**GIVEN REQUEST**
Rewrite the lines from the one containing "In the photo above, each instance of the woodpecker" through the end of the records, replacing every "single pin" with "single marker". Leave everything else unchanged.

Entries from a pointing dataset
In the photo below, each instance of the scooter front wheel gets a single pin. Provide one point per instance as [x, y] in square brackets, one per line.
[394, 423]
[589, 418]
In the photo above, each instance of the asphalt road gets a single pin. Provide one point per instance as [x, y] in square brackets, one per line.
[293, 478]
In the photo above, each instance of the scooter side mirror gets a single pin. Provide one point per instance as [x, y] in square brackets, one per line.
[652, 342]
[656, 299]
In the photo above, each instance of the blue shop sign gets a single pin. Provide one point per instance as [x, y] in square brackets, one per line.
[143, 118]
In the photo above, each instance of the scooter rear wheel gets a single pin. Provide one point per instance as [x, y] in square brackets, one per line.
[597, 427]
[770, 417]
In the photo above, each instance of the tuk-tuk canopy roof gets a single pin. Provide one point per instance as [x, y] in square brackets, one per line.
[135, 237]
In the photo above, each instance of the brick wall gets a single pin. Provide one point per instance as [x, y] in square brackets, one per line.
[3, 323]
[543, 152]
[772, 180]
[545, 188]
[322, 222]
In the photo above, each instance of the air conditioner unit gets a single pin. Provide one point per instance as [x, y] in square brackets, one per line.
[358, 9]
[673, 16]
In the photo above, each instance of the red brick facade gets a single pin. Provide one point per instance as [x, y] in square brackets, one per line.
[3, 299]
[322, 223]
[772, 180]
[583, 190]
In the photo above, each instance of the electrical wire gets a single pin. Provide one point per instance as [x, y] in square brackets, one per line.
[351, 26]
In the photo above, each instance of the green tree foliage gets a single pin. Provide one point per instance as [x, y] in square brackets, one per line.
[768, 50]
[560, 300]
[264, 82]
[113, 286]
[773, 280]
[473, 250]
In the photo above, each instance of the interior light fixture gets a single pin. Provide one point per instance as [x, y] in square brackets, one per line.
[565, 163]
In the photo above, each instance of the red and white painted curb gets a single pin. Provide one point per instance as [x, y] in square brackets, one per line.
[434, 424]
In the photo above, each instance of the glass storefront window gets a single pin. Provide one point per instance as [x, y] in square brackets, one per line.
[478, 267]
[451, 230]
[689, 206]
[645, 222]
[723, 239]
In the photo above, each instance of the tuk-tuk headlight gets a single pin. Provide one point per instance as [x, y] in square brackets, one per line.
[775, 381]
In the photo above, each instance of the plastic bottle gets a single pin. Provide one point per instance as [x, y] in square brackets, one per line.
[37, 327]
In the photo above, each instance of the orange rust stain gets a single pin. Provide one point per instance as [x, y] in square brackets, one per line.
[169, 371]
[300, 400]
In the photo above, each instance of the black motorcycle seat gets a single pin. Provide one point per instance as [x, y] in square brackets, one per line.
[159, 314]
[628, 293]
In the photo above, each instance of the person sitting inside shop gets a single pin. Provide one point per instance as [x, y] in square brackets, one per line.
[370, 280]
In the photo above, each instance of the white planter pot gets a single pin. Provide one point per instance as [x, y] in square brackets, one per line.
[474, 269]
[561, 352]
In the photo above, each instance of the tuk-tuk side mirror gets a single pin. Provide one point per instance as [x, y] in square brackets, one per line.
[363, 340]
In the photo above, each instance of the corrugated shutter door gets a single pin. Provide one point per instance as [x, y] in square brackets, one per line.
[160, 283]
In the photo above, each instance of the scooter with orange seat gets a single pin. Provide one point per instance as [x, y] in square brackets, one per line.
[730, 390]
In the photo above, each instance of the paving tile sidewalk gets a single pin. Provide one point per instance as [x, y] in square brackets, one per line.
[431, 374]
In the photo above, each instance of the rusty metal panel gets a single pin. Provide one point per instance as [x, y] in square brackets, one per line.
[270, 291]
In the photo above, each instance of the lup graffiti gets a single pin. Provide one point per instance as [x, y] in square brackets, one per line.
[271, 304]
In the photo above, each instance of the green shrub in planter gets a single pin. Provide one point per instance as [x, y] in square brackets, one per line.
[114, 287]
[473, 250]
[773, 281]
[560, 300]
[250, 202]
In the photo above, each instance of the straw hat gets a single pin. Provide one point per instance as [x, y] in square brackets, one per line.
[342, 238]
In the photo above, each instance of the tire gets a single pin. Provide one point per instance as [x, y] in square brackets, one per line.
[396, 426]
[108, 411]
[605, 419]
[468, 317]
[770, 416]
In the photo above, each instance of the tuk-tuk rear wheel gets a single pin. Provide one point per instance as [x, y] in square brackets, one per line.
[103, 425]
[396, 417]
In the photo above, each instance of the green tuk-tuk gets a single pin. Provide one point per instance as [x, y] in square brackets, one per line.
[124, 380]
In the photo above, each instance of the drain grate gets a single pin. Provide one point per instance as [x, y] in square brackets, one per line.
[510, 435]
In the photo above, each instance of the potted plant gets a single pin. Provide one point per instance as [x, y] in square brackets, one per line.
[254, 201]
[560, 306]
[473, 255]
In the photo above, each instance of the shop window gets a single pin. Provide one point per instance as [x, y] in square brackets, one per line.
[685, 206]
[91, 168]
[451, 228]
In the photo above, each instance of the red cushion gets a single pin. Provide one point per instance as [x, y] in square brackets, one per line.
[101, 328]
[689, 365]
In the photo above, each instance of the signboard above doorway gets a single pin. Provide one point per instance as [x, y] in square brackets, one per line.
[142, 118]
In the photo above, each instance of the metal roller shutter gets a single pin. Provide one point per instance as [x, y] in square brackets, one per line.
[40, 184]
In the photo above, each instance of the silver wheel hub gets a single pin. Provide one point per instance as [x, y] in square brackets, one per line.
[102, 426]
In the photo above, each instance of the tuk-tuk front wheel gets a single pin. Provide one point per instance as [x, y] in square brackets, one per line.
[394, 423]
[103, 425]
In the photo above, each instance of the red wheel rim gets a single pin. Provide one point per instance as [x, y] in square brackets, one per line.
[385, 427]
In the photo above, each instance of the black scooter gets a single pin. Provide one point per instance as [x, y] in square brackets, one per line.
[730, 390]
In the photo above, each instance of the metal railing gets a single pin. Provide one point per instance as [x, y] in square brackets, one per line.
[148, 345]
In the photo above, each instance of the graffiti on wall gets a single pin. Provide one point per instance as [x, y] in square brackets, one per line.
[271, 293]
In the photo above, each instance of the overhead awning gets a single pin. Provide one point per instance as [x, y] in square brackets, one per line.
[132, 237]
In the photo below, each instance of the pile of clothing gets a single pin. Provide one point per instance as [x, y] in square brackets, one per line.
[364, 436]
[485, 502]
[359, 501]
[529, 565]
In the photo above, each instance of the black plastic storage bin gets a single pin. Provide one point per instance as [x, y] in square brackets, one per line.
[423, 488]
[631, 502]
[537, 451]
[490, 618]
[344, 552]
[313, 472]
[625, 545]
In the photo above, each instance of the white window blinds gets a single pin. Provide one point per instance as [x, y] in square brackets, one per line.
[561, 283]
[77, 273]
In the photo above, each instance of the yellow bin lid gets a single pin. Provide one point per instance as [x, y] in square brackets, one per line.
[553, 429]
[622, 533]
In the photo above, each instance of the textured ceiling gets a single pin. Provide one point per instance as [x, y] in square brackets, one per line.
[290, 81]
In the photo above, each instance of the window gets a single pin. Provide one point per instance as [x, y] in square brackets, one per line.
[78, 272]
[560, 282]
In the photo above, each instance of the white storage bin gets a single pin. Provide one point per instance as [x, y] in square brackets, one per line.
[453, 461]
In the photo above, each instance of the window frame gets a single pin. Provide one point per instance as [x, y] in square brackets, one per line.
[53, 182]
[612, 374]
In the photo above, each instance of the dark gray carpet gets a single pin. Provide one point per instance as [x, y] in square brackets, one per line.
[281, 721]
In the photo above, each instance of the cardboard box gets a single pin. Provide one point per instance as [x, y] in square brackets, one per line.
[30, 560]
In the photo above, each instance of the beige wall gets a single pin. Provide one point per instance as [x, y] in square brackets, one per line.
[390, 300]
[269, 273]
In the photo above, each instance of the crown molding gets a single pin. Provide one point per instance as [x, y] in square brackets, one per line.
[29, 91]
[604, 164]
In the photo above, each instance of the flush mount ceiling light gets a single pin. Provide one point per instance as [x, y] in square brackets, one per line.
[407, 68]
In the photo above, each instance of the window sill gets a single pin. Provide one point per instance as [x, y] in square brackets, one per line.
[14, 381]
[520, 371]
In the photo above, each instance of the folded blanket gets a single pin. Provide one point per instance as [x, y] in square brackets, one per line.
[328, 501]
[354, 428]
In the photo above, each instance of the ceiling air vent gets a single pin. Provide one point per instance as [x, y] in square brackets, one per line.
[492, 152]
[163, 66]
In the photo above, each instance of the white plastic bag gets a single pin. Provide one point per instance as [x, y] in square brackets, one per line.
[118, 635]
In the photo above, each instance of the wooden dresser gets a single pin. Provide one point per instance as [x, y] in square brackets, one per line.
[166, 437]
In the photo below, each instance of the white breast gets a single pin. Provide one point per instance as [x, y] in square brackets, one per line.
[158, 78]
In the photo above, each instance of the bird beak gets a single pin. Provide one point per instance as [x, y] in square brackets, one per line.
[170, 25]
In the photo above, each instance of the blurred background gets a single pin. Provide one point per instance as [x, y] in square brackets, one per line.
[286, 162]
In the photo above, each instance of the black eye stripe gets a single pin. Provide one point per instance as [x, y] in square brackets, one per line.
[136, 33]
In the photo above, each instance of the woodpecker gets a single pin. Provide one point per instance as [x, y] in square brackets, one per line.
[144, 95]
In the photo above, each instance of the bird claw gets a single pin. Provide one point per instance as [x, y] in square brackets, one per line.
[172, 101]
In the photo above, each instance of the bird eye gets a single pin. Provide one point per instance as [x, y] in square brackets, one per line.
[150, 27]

**SOLUTION TO THE PROBLEM**
In the photo above, each instance of the woodpecker gets a single marker. Provide one point per instance as [x, y] in square brackets, one per line.
[144, 95]
In the photo above, each instance of the bird claw gets a single marker. Provide one point per instance as [x, y] in square brackets, one per line.
[172, 101]
In the photo above, each instance of the bird eye gets a single marker. Provide one point per instance as [x, y] in square brackets, one per line.
[150, 27]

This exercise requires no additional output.